-- Supplied passage follows --
What's the point of earwax?

Formerly known as cerumen (suh-ROO-men), earwax is produced by glands in the outer ear canal to keep the ears moisturised, preventing dry, itchy ears.

The wax acts as a shield to protect the inner-ear from dust, bacteria and insects.

Ears are designed to clean themselves by normal jaw movement and producing new earwax to push the excess wax out.

A build-up of wax in the ear can block soundwaves and cause infections. This needs to be treated by a professional.


Using a cotton bud or attempting to remove earwax yourself is strongly discouraged.

When birds fly in a flock, how come they don't bump into each other?

The beauty and intricacy of bird flight formations, or murmurations, has inspired analysis and many studies.

Some believed there is a form of collective thinking such as "natural telepathy" or a "group soul".

Zoologist Wayne Potts debunked this in 1984 and said birds don't simply follow a leader, they watch up to seven birds around them and use minute changes in movement to anticipate what to do next.

Potts called this chorus line hypothesis and compared it to a "Mexican" wave that ripples through sports fans at a stadium.
-- Supplied passage concluded --
-- Data listing follows --
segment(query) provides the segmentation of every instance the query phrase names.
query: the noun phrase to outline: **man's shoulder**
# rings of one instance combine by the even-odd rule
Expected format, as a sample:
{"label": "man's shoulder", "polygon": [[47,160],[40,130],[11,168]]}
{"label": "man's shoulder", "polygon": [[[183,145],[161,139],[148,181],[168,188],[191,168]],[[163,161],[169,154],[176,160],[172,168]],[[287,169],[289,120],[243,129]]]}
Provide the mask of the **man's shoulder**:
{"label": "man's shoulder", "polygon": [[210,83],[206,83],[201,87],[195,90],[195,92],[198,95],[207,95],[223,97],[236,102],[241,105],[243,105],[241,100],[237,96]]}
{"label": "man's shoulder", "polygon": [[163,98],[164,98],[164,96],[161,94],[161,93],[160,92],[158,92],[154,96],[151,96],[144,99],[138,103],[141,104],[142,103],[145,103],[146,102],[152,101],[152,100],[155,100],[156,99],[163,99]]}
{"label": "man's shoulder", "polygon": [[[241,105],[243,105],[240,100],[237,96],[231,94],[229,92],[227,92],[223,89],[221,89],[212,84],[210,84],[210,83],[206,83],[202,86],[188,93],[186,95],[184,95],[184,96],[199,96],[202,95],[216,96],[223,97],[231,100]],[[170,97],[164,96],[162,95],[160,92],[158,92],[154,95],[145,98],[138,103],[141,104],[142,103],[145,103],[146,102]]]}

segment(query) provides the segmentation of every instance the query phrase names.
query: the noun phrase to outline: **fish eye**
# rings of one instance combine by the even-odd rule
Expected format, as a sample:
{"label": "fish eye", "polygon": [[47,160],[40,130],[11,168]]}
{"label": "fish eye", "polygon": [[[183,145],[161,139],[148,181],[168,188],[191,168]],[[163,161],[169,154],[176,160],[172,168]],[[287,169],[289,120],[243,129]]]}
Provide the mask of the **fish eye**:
-- Data listing concluded --
• What this exercise asks:
a) Using the earwax and bird flight passage, answer these:
(i) What three things does earwax protect the inner ear from?
(ii) In what year did Wayne Potts debunk the idea of collective thinking in birds?
(iii) Up to how many surrounding birds does each bird watch?
b) Reproduce the stretch of the earwax and bird flight passage from "What's the point" through "is strongly discouraged.".

• List of solutions:
a)
(i) Dust, bacteria and insects
(ii) 1984
(iii) Seven

b)
What's the point of earwax?

Formerly known as cerumen (suh-ROO-men), earwax is produced by glands in the outer ear canal to keep the ears moisturised, preventing dry, itchy ears.

The wax acts as a shield to protect the inner-ear from dust, bacteria and insects.

Ears are designed to clean themselves by normal jaw movement and producing new earwax to push the excess wax out.

A build-up of wax in the ear can block soundwaves and cause infections. This needs to be treated by a professional.


Using a cotton bud or attempting to remove earwax yourself is strongly discouraged.